* Task prompt *
Rewrite the rows from the start of the rows through the line that contains "[88,202,151,300]", changing "fallen log" to "downed log" and keeping every other part as it is.

Excerpts from a detection dataset:
────

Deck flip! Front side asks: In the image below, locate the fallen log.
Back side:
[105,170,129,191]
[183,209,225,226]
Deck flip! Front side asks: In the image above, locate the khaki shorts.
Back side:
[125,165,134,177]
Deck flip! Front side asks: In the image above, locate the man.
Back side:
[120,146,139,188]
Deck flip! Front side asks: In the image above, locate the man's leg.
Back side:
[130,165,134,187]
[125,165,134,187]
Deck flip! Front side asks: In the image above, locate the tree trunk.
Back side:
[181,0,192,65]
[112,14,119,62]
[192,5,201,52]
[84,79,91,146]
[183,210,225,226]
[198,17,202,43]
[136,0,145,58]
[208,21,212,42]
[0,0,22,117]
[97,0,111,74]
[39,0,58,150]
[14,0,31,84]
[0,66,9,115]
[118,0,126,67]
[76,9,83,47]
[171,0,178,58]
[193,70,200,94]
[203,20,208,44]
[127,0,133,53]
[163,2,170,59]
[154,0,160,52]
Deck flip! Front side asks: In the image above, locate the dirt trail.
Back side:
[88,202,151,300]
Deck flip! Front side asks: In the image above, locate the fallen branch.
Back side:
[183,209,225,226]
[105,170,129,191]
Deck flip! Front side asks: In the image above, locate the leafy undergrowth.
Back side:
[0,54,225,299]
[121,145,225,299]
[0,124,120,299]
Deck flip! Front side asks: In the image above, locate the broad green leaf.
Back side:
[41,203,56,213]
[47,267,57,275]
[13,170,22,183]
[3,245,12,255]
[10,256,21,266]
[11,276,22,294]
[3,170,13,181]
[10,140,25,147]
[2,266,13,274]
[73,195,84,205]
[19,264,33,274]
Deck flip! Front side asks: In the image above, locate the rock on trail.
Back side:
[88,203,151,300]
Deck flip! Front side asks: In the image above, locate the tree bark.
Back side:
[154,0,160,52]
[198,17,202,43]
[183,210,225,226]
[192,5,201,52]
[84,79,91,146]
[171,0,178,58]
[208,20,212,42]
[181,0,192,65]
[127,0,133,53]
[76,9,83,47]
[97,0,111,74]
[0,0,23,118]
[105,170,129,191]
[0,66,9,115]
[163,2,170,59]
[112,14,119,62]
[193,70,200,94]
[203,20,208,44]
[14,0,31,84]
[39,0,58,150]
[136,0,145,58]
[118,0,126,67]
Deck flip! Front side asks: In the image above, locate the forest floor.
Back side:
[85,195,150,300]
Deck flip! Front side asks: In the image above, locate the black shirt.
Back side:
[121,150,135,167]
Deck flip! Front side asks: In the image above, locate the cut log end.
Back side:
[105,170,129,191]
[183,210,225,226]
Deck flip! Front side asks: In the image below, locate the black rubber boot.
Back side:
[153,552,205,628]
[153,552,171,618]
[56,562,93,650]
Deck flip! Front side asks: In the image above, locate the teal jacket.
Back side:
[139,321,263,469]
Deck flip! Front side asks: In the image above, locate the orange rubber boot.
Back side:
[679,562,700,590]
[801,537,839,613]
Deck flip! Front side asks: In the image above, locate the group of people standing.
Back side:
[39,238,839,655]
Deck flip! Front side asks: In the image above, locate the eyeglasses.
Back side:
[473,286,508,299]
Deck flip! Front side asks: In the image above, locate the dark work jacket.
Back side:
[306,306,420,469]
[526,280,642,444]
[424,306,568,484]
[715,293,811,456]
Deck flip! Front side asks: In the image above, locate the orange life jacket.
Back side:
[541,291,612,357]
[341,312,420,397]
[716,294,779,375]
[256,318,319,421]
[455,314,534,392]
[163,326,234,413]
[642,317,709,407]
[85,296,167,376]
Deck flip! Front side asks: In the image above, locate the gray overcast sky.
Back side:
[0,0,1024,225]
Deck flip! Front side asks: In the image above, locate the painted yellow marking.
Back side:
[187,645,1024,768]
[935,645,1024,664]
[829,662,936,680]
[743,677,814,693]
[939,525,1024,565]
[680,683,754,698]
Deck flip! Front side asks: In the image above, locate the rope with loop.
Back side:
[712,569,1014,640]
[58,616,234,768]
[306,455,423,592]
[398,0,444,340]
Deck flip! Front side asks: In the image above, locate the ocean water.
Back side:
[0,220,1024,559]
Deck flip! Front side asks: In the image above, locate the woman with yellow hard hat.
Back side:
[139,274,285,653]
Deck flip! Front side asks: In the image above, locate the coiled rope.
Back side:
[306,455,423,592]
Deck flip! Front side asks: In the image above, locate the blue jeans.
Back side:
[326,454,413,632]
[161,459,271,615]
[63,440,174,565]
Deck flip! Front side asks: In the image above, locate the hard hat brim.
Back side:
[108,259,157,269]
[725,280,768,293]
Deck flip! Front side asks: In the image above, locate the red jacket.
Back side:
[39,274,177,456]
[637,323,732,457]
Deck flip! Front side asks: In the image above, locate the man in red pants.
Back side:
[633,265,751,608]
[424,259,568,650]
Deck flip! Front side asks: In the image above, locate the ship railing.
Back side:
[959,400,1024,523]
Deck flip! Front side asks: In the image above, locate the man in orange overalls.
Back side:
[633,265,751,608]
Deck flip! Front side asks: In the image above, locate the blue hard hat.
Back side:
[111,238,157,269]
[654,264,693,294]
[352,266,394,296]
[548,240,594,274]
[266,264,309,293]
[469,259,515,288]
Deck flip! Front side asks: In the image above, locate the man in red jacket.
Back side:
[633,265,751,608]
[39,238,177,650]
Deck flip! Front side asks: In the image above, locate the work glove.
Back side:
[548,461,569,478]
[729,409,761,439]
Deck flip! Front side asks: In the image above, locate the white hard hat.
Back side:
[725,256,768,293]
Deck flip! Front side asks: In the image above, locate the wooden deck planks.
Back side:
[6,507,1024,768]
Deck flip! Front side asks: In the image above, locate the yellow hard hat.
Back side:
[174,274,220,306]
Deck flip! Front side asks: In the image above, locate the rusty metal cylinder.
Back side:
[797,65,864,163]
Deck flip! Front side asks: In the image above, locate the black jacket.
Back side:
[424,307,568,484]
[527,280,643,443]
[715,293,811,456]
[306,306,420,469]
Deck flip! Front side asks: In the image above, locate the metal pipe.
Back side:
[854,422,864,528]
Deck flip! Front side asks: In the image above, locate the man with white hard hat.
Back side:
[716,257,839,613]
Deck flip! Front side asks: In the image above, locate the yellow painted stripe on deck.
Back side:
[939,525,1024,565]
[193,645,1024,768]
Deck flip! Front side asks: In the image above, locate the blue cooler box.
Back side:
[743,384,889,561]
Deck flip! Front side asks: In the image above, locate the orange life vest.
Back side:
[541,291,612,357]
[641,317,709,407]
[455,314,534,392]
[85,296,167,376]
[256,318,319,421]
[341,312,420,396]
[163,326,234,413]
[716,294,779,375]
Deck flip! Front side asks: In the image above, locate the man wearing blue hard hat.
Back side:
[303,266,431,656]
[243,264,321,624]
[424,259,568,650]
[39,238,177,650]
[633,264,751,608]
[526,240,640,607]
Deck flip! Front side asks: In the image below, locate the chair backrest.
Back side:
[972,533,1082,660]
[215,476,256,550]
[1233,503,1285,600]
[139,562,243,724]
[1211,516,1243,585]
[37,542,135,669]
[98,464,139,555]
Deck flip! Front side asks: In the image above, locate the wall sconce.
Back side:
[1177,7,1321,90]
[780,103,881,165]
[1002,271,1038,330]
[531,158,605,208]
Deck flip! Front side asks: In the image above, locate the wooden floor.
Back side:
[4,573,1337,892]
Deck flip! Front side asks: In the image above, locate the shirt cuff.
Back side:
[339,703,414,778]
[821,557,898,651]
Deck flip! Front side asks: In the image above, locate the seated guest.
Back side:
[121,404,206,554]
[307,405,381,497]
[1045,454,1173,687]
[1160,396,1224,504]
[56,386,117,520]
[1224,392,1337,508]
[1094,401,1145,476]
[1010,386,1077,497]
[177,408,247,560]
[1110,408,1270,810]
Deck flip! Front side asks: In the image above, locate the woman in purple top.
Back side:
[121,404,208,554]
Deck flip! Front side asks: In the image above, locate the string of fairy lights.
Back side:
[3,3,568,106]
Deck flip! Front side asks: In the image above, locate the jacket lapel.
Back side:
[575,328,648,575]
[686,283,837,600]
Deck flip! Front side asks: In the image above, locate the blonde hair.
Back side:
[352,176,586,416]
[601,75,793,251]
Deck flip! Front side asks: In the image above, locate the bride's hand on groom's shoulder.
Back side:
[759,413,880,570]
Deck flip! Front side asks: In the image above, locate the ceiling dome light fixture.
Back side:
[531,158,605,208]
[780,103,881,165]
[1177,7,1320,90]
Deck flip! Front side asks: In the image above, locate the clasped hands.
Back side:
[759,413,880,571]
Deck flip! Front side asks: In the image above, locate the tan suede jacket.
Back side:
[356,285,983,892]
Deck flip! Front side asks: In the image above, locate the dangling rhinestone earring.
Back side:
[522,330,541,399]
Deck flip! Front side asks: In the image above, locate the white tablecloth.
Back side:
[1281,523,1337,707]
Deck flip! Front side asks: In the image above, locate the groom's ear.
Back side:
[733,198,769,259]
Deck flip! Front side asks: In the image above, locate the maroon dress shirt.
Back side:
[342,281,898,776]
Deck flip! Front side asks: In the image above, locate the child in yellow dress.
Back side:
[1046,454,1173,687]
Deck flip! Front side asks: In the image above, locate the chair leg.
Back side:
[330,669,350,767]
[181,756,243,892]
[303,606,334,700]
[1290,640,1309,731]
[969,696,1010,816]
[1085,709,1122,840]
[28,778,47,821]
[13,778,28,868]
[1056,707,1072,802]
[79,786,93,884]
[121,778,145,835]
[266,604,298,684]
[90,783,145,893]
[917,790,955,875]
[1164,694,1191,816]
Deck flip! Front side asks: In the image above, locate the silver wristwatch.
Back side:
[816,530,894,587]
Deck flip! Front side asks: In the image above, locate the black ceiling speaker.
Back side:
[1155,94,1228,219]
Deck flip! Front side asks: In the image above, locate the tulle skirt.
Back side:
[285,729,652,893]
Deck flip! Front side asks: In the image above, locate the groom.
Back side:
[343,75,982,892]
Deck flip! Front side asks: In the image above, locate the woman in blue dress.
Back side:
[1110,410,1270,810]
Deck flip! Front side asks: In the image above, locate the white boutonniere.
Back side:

────

* Finished task *
Deck flip! Front side asks: In the image below, locate the downed log.
Back side:
[105,170,129,191]
[183,209,225,226]
Deck flip! Front side asks: In the image above, locate the khaki shorts.
Back side:
[125,165,134,177]
Deck flip! Front side asks: In the image above, locate the man.
Back side:
[120,146,139,188]
Deck flip! Front side asks: In the image above, locate the man's leg.
Back side:
[130,165,134,187]
[125,165,134,187]
Deck flip! Front side asks: In the image above, locate the tree trunk.
Back side:
[181,0,192,65]
[112,14,119,62]
[192,5,201,52]
[84,79,91,146]
[183,210,225,226]
[198,17,202,43]
[136,0,145,58]
[208,21,212,42]
[0,0,22,117]
[97,0,111,74]
[39,0,58,150]
[14,0,31,84]
[0,66,9,115]
[118,0,126,67]
[76,9,83,47]
[171,0,178,58]
[193,70,200,94]
[203,20,208,44]
[127,0,133,53]
[163,2,170,59]
[154,0,160,52]
Deck flip! Front side asks: In the image above, locate the dirt trail.
Back side:
[88,202,151,300]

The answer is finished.